**Task to complete:** Output, word for word, the lines of this listing that fall between the line with "In this photo, each instance of the man standing" and the line with "In this photo, each instance of the dry", counting both of those lines, and no others.

**Material provided:**
=== Begin Enclosure ===
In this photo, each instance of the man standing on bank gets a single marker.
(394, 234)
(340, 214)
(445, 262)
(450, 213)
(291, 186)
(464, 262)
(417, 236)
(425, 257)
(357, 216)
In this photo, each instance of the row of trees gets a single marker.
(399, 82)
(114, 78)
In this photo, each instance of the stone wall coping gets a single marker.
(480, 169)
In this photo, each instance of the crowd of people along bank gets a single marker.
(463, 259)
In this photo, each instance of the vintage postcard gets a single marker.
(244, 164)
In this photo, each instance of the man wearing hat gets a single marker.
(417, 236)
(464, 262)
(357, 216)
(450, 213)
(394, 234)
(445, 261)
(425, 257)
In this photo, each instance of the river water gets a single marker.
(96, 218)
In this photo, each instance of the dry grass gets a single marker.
=== End Enclosure ===
=== Begin Enclosure ===
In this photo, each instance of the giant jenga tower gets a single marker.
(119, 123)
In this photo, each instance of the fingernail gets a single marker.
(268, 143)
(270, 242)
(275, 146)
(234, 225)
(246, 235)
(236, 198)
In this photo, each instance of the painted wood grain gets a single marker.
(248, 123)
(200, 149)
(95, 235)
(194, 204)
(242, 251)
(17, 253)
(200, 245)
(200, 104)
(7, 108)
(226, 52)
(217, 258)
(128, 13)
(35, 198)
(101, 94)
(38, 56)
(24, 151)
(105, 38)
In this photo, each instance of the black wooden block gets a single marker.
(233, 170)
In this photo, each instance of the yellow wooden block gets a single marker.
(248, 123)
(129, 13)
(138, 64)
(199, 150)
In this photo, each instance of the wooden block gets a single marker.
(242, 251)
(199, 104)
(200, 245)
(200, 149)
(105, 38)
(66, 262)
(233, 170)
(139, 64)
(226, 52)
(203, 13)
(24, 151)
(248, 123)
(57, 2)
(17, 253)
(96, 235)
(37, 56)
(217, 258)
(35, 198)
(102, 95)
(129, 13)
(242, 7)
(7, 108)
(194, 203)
=== End Enclosure ===
=== Begin Enclosure ===
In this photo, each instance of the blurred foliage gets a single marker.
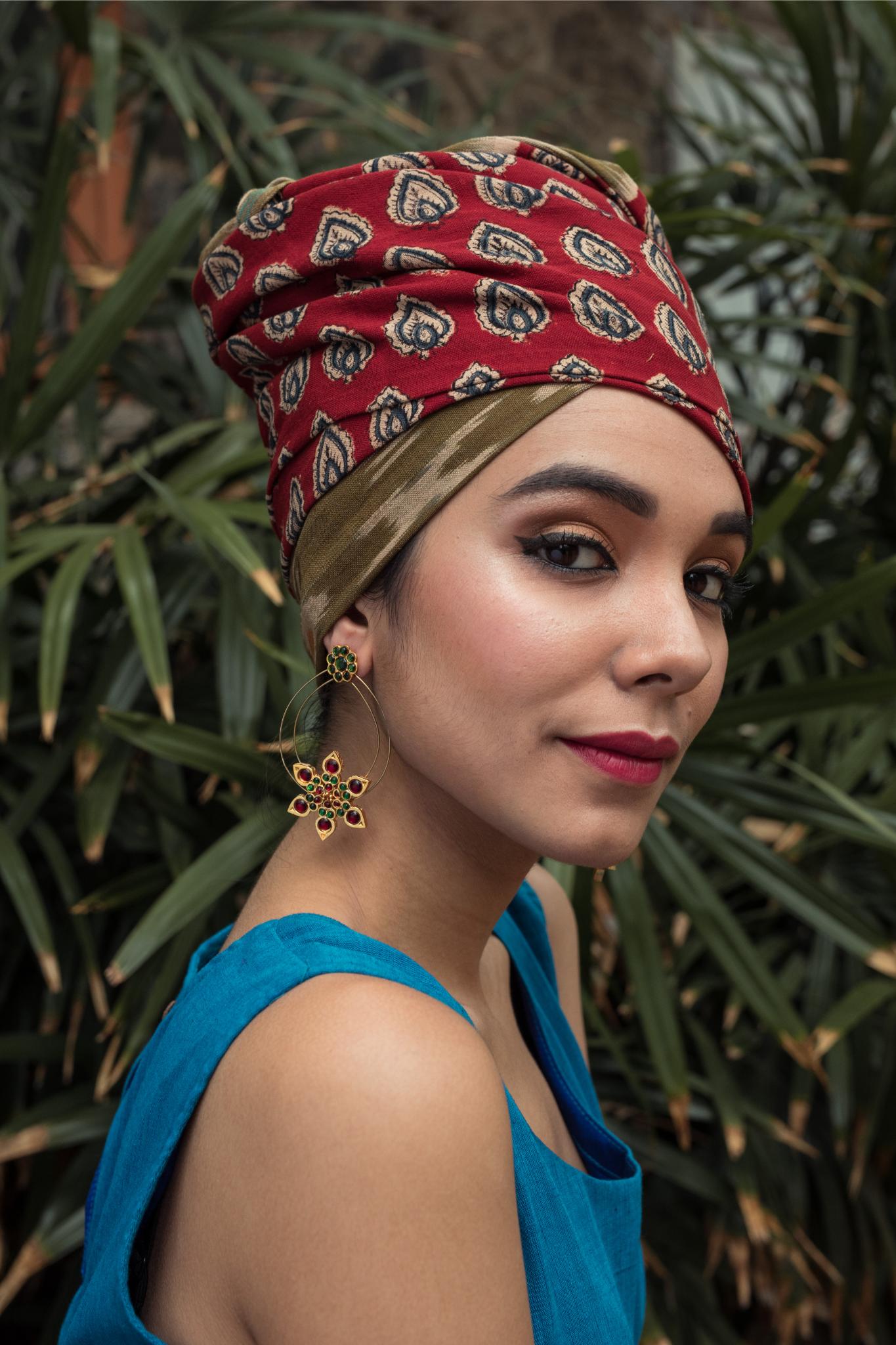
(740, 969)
=== End Enclosure ===
**Task output:**
In this photo, each instance of the man standing on bank gets a single marker.
(394, 234)
(340, 214)
(445, 262)
(450, 213)
(291, 186)
(464, 262)
(417, 236)
(425, 257)
(357, 216)
In this photo, each instance of the row of trees gets a single marker.
(399, 82)
(114, 78)
In this photo, each instance of the stone wall coping gets a single marker.
(480, 169)
In this photo, each instance of the crowd of people along bank gets a single marker.
(463, 259)
In this photo, each instance of the vintage postcard gets a single marker.
(244, 164)
In this photo, each instance of the man wearing hat gets a single marker.
(417, 236)
(464, 262)
(357, 216)
(450, 213)
(394, 234)
(445, 261)
(425, 257)
In this photo, each instance of the river water gets a single marker.
(96, 218)
In this photo, each instance of the dry grass gets a single marker.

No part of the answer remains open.